### [WORK REQUIRED]
List each line in the entries below that contains the word "village", copying every such line in full. Case counts when matching.

### [EXTRACTED DATA]
## start
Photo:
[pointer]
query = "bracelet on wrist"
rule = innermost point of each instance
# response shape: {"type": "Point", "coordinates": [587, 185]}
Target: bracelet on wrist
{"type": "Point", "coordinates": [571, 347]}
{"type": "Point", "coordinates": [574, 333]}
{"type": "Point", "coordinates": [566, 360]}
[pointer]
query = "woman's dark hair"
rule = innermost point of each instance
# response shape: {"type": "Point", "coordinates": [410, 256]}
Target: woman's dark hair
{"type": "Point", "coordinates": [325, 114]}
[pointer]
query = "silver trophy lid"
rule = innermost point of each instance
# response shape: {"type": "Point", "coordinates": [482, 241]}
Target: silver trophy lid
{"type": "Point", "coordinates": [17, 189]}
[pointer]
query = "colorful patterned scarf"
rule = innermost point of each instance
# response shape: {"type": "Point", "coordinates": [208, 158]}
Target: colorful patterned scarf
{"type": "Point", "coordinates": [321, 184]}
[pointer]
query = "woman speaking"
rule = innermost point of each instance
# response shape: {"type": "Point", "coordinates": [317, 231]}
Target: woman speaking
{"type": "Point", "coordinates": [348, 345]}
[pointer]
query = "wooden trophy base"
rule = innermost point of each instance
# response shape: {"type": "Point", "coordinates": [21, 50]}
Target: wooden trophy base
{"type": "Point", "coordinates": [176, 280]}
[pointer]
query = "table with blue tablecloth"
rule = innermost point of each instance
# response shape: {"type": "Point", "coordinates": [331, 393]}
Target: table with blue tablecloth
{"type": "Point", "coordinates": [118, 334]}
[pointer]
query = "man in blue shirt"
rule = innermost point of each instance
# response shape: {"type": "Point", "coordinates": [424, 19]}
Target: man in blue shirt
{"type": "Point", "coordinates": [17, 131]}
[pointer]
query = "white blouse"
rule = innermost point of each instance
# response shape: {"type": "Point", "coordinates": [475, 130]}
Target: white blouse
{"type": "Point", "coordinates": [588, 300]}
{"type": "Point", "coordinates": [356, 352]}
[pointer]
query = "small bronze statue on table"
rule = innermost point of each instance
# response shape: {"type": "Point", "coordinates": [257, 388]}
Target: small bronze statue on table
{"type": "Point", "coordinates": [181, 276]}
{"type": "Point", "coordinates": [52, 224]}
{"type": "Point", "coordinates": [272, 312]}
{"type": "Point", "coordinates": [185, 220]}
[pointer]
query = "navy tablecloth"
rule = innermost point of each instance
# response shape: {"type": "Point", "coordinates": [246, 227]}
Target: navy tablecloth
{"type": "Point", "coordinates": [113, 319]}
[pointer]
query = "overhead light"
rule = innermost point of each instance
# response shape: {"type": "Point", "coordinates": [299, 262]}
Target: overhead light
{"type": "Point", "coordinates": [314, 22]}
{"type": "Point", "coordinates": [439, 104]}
## end
## start
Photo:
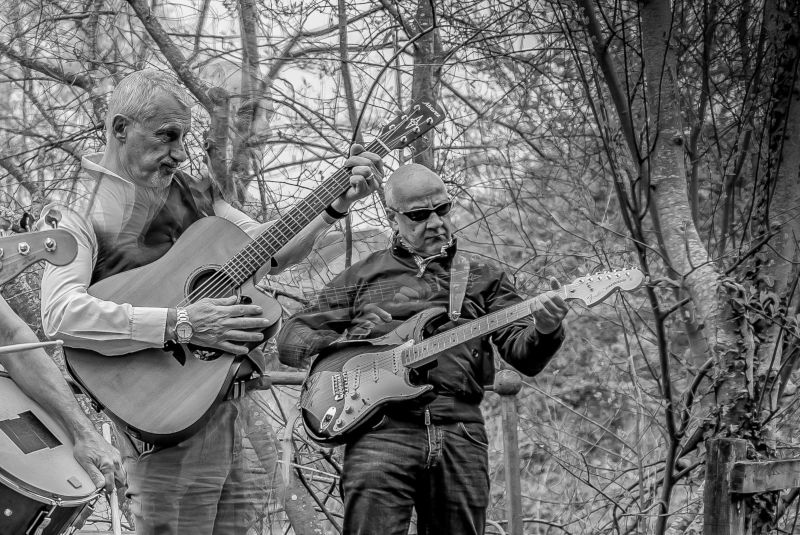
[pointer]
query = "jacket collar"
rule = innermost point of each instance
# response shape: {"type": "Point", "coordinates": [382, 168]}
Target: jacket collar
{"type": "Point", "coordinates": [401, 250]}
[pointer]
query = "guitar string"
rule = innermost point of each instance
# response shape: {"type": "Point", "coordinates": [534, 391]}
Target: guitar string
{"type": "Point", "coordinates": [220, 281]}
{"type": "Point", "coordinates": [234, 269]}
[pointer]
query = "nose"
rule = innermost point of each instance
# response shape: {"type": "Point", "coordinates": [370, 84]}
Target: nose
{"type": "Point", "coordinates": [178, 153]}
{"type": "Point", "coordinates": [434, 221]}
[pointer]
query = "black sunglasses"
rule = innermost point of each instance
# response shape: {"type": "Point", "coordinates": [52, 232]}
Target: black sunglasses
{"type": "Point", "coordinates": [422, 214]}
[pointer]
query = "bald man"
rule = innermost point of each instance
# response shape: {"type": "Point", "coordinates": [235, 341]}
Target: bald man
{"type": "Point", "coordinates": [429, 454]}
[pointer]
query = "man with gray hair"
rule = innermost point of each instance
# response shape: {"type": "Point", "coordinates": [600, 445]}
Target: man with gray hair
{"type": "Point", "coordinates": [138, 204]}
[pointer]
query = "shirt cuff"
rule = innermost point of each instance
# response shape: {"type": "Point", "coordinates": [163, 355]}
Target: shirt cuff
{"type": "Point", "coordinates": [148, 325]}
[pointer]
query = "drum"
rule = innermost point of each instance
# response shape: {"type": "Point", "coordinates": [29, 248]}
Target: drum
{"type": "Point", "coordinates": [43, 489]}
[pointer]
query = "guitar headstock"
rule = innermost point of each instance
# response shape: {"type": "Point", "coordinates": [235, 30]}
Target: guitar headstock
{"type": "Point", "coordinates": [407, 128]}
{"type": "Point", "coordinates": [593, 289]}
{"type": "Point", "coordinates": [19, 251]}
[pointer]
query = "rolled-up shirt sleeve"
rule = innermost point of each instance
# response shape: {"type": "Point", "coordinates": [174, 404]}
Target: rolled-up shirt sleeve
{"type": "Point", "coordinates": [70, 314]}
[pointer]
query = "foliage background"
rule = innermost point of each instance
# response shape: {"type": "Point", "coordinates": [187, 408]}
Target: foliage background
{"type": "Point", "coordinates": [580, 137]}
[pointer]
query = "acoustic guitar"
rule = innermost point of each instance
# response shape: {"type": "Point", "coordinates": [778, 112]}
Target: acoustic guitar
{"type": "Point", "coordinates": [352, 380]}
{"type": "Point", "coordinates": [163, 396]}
## end
## start
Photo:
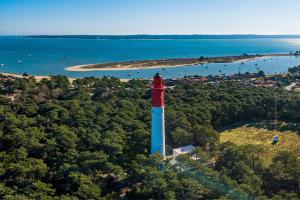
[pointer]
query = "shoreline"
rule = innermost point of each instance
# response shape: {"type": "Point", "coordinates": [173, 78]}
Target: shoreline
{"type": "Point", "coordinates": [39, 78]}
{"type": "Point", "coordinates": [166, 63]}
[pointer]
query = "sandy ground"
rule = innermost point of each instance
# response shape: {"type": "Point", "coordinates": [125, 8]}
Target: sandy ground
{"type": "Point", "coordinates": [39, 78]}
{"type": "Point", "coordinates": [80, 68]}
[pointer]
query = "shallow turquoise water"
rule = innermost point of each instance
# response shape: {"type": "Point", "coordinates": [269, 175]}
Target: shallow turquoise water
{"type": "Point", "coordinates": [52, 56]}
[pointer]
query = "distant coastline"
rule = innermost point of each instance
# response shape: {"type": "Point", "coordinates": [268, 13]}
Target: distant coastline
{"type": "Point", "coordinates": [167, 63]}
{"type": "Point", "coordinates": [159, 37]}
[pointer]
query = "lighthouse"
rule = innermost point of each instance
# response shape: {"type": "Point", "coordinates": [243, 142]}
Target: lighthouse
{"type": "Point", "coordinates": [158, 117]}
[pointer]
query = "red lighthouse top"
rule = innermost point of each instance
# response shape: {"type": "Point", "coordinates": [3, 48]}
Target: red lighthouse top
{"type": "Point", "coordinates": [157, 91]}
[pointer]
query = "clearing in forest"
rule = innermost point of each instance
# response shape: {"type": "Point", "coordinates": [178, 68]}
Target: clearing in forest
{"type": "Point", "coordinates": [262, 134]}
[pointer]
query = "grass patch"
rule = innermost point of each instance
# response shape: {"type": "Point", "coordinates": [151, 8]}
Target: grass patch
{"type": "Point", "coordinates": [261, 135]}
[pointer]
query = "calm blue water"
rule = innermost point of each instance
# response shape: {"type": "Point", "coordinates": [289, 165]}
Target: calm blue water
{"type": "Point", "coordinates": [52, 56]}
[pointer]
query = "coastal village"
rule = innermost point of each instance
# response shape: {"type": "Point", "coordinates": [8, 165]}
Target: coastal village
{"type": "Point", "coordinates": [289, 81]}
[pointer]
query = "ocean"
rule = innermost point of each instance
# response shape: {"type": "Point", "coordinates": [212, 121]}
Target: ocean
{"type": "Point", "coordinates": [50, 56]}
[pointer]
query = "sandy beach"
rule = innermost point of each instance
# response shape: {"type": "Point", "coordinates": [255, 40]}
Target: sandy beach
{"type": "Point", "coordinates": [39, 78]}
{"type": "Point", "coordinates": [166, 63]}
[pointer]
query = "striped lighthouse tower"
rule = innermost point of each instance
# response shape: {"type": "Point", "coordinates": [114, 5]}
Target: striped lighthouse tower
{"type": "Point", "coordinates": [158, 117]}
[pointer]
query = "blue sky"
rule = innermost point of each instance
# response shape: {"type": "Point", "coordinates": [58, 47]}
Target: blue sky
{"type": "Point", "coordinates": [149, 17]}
## end
### [PROBLEM SOLUTION]
query = "coastal village"
Target: coastal village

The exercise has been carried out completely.